Description of the task — With nothing added or dropped, output every record below exactly.
-------
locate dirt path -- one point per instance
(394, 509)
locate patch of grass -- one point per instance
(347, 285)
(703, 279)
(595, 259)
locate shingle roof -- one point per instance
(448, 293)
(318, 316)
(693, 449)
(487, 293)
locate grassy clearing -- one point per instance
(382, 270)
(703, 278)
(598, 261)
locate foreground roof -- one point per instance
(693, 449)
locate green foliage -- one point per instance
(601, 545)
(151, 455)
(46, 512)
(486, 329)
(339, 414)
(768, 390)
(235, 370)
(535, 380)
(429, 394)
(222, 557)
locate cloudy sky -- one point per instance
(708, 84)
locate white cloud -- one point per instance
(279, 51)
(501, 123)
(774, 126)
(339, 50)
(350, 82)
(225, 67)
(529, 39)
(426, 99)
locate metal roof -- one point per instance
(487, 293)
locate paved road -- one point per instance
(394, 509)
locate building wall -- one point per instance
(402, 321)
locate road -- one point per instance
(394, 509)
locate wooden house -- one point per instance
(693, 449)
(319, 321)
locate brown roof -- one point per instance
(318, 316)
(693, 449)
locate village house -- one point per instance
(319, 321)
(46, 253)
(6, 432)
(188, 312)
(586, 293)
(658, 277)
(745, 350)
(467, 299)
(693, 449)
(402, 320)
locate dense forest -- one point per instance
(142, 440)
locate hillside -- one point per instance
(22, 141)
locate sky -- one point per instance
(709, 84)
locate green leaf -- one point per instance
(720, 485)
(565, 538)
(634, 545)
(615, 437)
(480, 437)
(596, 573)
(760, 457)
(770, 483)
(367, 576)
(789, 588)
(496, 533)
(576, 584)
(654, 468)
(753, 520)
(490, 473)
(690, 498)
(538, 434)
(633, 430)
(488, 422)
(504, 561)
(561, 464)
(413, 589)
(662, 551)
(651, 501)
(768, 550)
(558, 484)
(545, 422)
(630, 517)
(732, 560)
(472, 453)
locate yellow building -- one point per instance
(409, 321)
-------
Answer to this task —
locate dirt path -- one point per instance
(394, 509)
locate patch of grass -- one point per instance
(347, 285)
(703, 279)
(595, 259)
locate shingle roof -- one point per instance
(448, 293)
(318, 316)
(693, 449)
(487, 293)
locate grassy clearing -- one point per instance
(382, 270)
(703, 278)
(598, 261)
locate foreground roof -- one point per instance
(693, 449)
locate green foliage -- one point per instance
(601, 545)
(151, 455)
(46, 512)
(486, 329)
(339, 414)
(768, 390)
(235, 370)
(535, 380)
(429, 394)
(222, 557)
locate cloudy sky -- one point per instance
(708, 84)
locate white cloud -- one point per instance
(279, 51)
(501, 123)
(774, 126)
(339, 50)
(350, 82)
(225, 67)
(529, 39)
(426, 99)
locate metal roof -- one point per instance
(487, 293)
locate paved road -- one point per instance
(394, 509)
locate building wall -- one point per instance
(402, 321)
locate road -- one point per instance
(394, 509)
locate wooden house -- one point per instance
(693, 449)
(319, 321)
locate brown roof -- one point per instance
(318, 316)
(693, 449)
locate village house -- one point per instance
(319, 321)
(46, 253)
(6, 432)
(188, 312)
(586, 293)
(658, 277)
(745, 350)
(467, 299)
(693, 449)
(402, 320)
locate dense forest -- one point per instance
(142, 440)
locate hillside -- one point per instance
(22, 141)
locate sky -- one point per instance
(709, 84)
locate green leaf -- one point per instance
(720, 485)
(565, 538)
(634, 545)
(615, 437)
(480, 437)
(596, 573)
(760, 457)
(770, 483)
(367, 576)
(789, 588)
(496, 533)
(576, 584)
(654, 468)
(753, 520)
(490, 473)
(690, 498)
(538, 434)
(633, 430)
(488, 422)
(504, 561)
(561, 464)
(413, 589)
(662, 551)
(651, 501)
(768, 550)
(558, 484)
(545, 422)
(630, 517)
(732, 560)
(472, 453)
locate yellow building -- one point per instance
(409, 321)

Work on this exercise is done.